WRITTEN TASK » Continue the sentiment-analysis ETL notebook from its final line by writing the section that comes next.

SUPPLIED TEXT »
# **Sentiment Analysis of Product Reviews - ETL**

### **Objectives**

In this notebook we will load the raw dataset 'Reviews.csv' from Kaggle  (https://www.kaggle.com/datasets/snap/amazon-fine-food-reviews). We will perform the ETL(Extract, Transform and Load) process on the dataset by cleaning it, ensuring that all required variables are present and correctly formatted, and then saving the resulting 'cleaned' dataset for subsequent analyses.

### **Inputs**

Raw dataset from Kaggle 'Reviews.csv'

### **Outputs**

Cleaned dataset saved as a new CSV file.

### **Prerequisites**

* Python 3.12.8 is installed
* Required Python libraries from requirement.txt and their dependencies must be installed
* Optional to set up Python virtual environment



---

# Extract: Import data and libraries

### Change working directory

* We are assuming you will store the notebooks in a subfolder, therefore when running the notebook in the editor, you will need to change the working directory

We need to change the working directory from its current folder to its parent folder
* We access the current directory with os.getcwd()

In [2]:
import os
current_dir = os.getcwd()
current_dir

'c:\\Users\\admin\\Documents\\vscode-projects\\ci-hackathon-sentiment-analysis-of-product-reviews\\jupyter_notebooks'

We want to make the parent of the current directory the new current directory
* os.path.dirname() gets the parent directory
* os.chir() defines the new current directory

In [3]:
os.chdir(os.path.dirname(current_dir))

MATERIAL »
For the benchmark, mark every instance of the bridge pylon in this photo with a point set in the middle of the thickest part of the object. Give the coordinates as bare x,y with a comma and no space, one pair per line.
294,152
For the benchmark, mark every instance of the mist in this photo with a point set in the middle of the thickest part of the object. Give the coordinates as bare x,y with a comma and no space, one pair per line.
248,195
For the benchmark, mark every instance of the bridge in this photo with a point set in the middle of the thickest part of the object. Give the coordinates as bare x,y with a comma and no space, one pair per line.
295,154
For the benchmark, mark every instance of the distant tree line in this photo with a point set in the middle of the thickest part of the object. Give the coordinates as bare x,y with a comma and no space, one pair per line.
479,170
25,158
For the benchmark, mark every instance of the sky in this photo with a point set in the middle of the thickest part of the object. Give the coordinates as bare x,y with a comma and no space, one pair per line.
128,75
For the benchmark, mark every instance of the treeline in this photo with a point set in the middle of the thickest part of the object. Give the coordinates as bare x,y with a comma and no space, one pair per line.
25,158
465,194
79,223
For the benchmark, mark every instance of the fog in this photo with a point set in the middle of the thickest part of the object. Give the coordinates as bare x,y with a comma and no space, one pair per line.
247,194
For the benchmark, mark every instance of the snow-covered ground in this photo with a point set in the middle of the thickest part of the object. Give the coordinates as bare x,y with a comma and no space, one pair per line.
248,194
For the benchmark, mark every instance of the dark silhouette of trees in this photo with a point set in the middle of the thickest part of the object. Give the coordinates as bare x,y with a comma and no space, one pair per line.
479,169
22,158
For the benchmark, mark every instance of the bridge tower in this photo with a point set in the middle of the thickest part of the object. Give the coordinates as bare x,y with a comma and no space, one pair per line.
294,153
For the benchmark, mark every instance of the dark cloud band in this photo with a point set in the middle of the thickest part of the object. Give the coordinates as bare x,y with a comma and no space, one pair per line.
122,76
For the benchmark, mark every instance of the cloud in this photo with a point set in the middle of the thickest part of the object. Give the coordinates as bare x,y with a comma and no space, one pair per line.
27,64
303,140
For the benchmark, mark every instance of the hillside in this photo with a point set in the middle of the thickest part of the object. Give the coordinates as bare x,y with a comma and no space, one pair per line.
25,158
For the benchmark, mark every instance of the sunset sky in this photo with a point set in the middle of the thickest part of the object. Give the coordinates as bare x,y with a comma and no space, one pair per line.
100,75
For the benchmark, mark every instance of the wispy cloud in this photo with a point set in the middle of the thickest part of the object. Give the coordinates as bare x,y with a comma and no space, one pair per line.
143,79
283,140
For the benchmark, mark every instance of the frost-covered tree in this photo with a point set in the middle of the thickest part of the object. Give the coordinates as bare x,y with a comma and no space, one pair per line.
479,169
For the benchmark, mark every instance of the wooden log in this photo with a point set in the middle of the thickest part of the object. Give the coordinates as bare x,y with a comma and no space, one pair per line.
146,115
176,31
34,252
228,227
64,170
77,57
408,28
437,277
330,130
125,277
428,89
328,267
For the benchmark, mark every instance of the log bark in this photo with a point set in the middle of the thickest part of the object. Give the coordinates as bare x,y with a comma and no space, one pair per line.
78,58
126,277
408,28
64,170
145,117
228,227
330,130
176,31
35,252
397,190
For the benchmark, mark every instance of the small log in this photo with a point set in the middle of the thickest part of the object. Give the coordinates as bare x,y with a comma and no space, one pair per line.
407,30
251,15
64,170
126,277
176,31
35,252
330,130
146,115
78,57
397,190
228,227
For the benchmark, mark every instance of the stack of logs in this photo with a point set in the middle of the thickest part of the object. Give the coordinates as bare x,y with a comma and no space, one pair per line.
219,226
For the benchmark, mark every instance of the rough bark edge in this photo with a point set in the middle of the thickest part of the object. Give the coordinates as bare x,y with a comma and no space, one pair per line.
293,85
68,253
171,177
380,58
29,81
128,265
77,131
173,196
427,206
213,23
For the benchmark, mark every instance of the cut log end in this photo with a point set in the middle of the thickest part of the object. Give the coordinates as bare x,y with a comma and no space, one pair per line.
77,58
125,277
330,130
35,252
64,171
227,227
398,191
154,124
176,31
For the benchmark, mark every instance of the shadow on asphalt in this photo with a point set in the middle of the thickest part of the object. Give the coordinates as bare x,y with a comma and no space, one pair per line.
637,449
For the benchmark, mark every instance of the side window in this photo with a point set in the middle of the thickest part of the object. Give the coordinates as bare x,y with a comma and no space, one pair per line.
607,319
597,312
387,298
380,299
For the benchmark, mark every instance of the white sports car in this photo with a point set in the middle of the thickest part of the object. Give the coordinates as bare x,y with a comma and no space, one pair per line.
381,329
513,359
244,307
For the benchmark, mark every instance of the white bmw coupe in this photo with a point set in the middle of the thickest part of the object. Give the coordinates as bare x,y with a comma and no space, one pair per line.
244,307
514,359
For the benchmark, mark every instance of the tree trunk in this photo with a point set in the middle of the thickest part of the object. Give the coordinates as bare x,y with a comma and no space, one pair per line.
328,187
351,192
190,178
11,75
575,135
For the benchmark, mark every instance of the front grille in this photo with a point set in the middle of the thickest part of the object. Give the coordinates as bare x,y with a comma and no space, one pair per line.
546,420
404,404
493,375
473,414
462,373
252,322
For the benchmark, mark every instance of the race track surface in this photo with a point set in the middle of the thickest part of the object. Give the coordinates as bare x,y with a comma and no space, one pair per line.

SOLVED PROBLEM »
print("You set a new current directory")

You set a new current directory


Confirm the new current directory

In [4]:
current_dir = os.getcwd()
current_dir

'c:\\Users\\admin\\Documents\\vscode-projects\\ci-hackathon-sentiment-analysis-of-product-reviews'

### Import libraries

Load required packages

In [5]:
import pandas as pd
import numpy as np

### Load data

In [6]:
df_raw = pd.read_csv('./data/Reviews.csv')
print(df_raw.shape)
df_raw.head()

(568454, 10)


Unnamed: 0,Id,ProductId,UserId,ProfileName,HelpfulnessNumerator,HelpfulnessDenominator,Score,Time,Summary,Text
0,1,B001E4KFG0,A3SGXH7AUHU8GW,delmartian,1,1,5,1303862400,Good Quality Dog Food,I have bought several of the Vitality canned d...
1,2,B00813GRG4,A1D87F6ZCVE5NK,dll pa,0,0,1,1346976000,Not as Advertised,Product arrived labeled as Jumbo Salted Peanut...
2,3,B000LQOCH0,ABXLMWJIXXAIN,"Natalia Corres ""Natalia Corres""",1,1,4,1219017600,"""Delight"" says it all",This is a confection that has been around a fe...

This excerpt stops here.